TRY IT. For each line of the data below that contains "gold", return that line.

SOURCE DATA.
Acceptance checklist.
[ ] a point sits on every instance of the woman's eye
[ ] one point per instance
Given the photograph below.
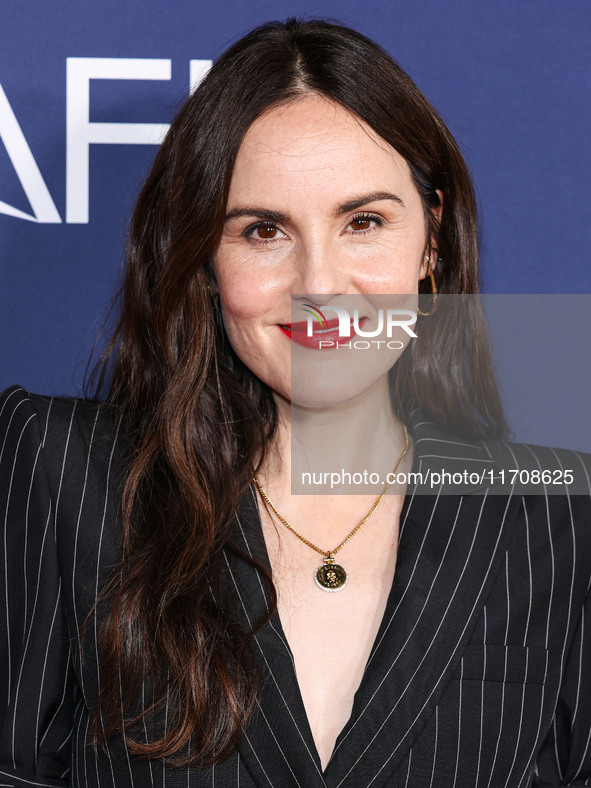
(365, 222)
(263, 232)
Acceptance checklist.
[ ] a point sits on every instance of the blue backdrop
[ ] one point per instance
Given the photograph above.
(512, 80)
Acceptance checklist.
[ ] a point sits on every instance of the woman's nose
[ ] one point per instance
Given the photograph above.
(321, 270)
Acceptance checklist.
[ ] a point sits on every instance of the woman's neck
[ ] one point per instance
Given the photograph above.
(315, 448)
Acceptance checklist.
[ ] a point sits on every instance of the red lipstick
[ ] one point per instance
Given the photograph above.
(325, 336)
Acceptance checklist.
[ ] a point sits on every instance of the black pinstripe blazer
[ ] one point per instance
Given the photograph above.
(480, 674)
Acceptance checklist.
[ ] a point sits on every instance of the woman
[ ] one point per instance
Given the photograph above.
(161, 601)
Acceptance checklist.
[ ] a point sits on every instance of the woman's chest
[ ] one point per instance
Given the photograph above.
(331, 633)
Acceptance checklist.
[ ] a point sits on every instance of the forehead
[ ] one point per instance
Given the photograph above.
(313, 144)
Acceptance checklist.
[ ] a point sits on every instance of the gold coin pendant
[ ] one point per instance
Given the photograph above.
(330, 576)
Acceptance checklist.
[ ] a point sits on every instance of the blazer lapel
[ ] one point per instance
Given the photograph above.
(450, 550)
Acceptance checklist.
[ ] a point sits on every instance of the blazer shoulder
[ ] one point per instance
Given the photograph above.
(550, 469)
(62, 426)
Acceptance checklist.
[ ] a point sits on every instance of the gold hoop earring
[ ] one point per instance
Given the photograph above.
(433, 288)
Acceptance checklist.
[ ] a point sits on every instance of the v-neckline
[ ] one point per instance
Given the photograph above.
(276, 624)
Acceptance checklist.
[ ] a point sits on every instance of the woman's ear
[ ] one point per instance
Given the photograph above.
(431, 251)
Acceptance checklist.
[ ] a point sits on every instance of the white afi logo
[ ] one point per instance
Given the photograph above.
(81, 133)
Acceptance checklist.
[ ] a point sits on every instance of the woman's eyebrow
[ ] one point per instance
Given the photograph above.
(352, 205)
(263, 213)
(279, 216)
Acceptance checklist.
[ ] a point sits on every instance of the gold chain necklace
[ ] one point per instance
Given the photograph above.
(330, 576)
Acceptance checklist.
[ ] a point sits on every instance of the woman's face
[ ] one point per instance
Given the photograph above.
(321, 210)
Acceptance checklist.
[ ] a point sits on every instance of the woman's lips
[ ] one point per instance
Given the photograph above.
(324, 337)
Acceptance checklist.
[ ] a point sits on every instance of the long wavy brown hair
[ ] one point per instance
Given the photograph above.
(198, 421)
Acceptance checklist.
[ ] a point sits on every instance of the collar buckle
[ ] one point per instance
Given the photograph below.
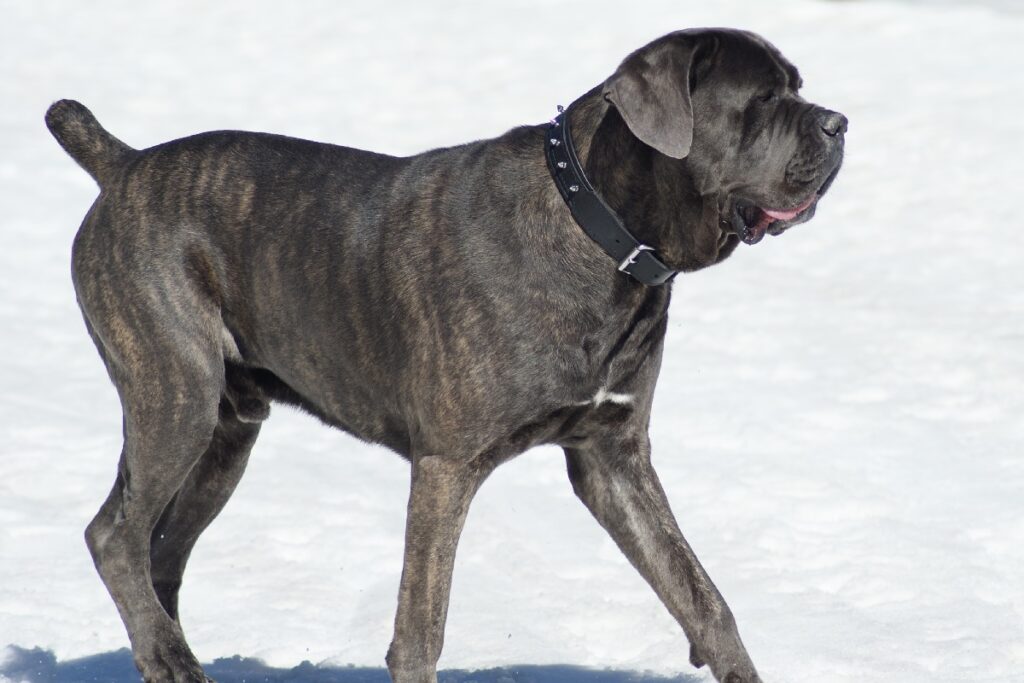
(632, 257)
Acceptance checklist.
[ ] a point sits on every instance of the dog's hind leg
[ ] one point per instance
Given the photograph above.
(202, 497)
(161, 341)
(616, 481)
(441, 492)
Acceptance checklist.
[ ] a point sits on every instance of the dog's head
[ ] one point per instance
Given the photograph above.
(728, 102)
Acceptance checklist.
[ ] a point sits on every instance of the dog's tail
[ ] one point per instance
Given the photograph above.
(80, 134)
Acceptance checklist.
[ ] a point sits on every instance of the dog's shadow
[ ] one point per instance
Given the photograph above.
(39, 666)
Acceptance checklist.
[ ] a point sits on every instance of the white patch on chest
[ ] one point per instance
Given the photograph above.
(605, 396)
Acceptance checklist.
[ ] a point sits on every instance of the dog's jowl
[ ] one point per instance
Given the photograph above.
(458, 306)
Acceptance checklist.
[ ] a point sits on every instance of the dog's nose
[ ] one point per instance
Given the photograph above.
(832, 123)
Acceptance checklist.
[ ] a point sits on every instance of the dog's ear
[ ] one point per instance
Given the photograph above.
(651, 91)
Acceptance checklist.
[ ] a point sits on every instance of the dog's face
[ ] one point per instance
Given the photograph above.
(728, 102)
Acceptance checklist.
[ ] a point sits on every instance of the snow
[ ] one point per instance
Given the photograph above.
(838, 420)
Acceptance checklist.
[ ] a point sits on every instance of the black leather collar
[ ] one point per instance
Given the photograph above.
(594, 216)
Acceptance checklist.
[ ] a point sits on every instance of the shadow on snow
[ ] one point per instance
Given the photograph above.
(39, 666)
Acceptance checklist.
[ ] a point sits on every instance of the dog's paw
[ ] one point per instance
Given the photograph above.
(170, 662)
(720, 648)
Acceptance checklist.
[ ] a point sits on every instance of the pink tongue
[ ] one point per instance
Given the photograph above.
(778, 214)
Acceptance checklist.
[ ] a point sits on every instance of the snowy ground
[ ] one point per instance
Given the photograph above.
(838, 422)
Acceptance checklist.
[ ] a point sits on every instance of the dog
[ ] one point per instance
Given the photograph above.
(459, 306)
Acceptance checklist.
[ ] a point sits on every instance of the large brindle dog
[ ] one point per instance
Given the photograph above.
(459, 306)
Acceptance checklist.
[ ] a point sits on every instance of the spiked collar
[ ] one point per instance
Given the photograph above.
(592, 214)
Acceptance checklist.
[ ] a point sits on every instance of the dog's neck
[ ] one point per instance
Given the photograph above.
(681, 224)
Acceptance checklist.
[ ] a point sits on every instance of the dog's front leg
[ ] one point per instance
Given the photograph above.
(616, 481)
(438, 502)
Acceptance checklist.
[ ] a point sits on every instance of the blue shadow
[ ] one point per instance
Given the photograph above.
(39, 666)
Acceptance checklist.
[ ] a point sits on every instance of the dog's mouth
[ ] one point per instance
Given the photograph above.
(752, 222)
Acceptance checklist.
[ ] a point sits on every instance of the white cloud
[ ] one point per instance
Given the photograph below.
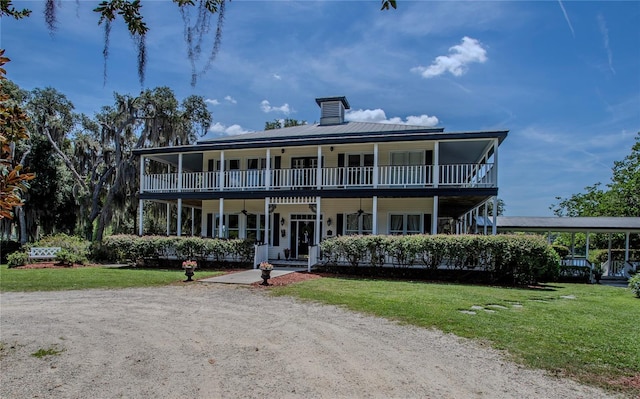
(470, 50)
(228, 130)
(266, 108)
(379, 116)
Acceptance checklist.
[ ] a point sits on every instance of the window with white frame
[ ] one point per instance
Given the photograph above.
(230, 226)
(255, 227)
(405, 224)
(359, 224)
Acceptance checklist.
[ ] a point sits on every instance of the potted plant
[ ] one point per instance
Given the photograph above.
(189, 267)
(266, 268)
(598, 271)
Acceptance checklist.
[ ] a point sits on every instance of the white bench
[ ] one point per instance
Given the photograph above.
(42, 253)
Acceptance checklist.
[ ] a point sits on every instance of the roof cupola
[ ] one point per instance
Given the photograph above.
(332, 110)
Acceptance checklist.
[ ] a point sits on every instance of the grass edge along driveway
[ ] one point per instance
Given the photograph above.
(587, 332)
(61, 279)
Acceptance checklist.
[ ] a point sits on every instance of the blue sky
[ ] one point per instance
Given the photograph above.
(563, 77)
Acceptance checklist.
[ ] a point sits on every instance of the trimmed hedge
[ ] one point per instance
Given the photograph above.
(135, 249)
(517, 259)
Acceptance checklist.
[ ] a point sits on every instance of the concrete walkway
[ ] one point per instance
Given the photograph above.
(245, 277)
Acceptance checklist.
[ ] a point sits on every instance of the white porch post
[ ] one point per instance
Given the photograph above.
(141, 218)
(586, 252)
(319, 170)
(436, 164)
(434, 216)
(141, 202)
(267, 173)
(220, 218)
(374, 224)
(494, 228)
(221, 175)
(496, 143)
(317, 232)
(626, 247)
(376, 177)
(179, 226)
(485, 218)
(266, 221)
(168, 220)
(193, 221)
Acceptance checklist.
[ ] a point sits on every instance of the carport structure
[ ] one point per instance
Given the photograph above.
(587, 225)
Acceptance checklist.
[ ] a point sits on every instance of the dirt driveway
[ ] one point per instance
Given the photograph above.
(218, 341)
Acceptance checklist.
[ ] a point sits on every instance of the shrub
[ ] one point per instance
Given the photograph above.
(16, 259)
(77, 248)
(634, 285)
(561, 250)
(67, 257)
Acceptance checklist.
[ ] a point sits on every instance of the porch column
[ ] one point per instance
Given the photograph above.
(434, 216)
(485, 218)
(179, 173)
(626, 247)
(179, 226)
(221, 176)
(376, 177)
(168, 221)
(142, 182)
(193, 221)
(220, 218)
(140, 217)
(374, 224)
(609, 260)
(319, 170)
(266, 221)
(496, 143)
(267, 173)
(436, 165)
(494, 228)
(317, 232)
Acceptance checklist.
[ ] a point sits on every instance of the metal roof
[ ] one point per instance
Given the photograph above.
(325, 131)
(570, 224)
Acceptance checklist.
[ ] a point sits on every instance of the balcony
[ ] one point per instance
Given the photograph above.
(416, 176)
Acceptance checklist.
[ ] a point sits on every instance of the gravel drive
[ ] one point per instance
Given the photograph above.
(220, 341)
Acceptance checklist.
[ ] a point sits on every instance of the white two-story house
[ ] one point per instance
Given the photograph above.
(290, 188)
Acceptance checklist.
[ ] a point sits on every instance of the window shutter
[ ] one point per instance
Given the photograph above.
(209, 224)
(339, 224)
(427, 223)
(276, 229)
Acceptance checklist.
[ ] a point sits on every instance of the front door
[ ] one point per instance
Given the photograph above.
(302, 232)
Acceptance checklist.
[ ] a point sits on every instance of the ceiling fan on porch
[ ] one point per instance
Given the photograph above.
(244, 209)
(361, 211)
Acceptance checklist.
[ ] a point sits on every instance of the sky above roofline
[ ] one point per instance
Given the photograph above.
(562, 77)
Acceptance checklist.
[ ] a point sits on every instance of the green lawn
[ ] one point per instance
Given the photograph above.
(588, 332)
(89, 277)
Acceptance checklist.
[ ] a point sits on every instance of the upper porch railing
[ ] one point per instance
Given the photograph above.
(455, 175)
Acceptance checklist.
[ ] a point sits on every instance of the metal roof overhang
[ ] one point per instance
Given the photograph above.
(375, 137)
(570, 224)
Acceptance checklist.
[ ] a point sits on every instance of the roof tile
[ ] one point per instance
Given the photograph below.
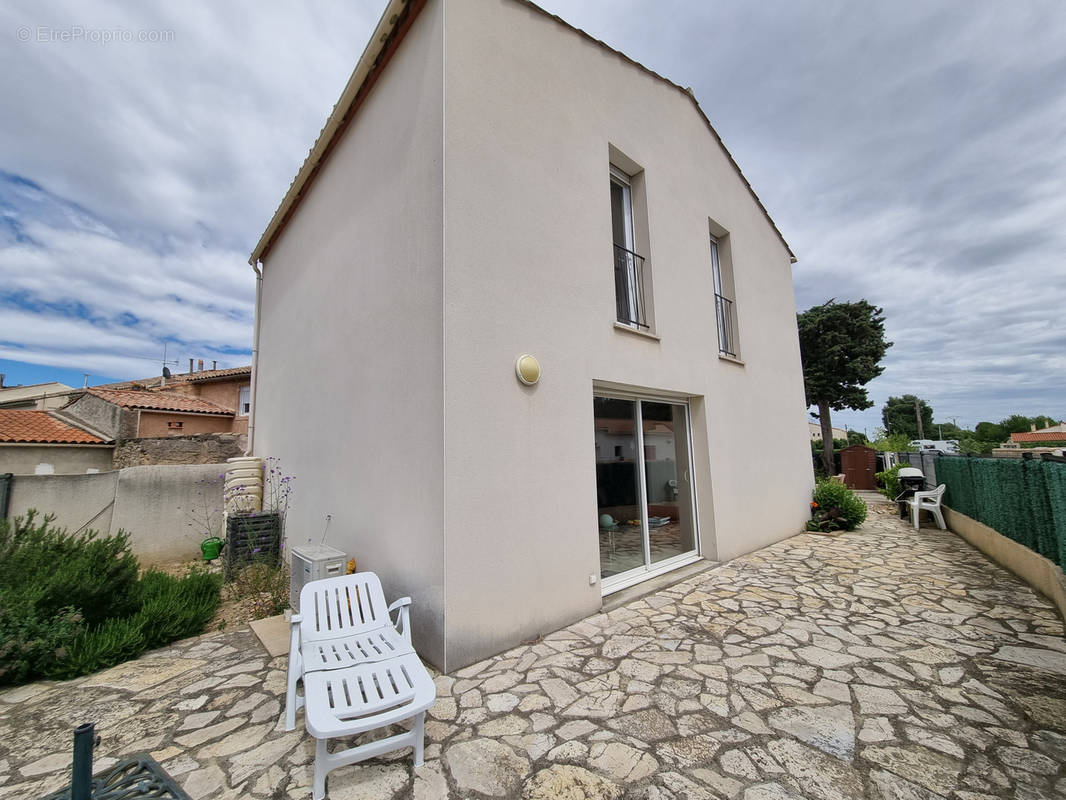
(1039, 436)
(39, 427)
(158, 401)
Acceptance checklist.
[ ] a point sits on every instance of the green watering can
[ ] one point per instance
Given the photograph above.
(211, 547)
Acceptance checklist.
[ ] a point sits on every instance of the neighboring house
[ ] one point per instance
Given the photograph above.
(38, 396)
(816, 432)
(36, 443)
(1053, 435)
(228, 388)
(534, 192)
(124, 414)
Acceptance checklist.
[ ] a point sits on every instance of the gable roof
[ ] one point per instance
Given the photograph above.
(22, 426)
(158, 401)
(390, 30)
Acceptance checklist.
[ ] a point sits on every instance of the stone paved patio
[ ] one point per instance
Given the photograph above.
(882, 664)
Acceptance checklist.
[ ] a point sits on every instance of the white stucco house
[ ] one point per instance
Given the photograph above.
(493, 184)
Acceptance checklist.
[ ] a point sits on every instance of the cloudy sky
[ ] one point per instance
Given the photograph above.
(913, 154)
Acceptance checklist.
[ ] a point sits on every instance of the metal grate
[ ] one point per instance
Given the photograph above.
(138, 777)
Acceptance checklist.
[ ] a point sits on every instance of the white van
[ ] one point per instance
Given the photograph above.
(936, 445)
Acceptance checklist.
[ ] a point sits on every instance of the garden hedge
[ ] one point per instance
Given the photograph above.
(1021, 498)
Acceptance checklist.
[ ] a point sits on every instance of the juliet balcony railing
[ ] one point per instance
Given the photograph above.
(629, 287)
(723, 308)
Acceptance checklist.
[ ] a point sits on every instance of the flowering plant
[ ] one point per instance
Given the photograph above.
(835, 507)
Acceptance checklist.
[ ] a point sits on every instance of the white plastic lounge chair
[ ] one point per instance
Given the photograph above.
(930, 501)
(357, 699)
(343, 622)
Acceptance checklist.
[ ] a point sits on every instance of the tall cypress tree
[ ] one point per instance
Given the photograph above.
(841, 345)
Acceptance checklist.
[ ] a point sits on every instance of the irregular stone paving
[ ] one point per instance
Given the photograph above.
(883, 664)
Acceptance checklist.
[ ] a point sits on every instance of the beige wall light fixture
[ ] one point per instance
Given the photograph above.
(528, 369)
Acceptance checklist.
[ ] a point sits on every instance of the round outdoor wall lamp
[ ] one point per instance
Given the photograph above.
(528, 369)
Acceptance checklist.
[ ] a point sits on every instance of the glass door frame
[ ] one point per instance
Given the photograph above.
(649, 570)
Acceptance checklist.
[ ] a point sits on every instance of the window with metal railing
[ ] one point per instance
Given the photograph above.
(629, 287)
(630, 303)
(723, 304)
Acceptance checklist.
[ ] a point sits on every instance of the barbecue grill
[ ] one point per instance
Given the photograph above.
(911, 479)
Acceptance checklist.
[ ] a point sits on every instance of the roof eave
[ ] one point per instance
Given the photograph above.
(337, 122)
(340, 116)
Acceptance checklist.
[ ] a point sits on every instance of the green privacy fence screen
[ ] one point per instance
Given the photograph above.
(1022, 499)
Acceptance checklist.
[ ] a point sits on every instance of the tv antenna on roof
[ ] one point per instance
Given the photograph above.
(166, 370)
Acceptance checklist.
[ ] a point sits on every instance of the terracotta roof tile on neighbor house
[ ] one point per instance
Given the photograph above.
(157, 383)
(158, 401)
(38, 427)
(1030, 436)
(209, 374)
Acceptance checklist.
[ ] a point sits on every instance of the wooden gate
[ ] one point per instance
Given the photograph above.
(859, 464)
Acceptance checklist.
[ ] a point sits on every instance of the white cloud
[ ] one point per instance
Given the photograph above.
(911, 154)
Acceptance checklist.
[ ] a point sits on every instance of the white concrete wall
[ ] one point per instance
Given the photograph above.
(158, 506)
(531, 111)
(351, 378)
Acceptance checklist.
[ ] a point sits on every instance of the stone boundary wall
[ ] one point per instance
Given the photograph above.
(200, 448)
(1031, 566)
(161, 507)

OUTPUT OF THE TASK.
[ ] a point sits on every instance of the gold coin pendant
[ ] a point sits on every instance of the gold hoop earring
[ ] a point sits on every instance of the gold chain necklace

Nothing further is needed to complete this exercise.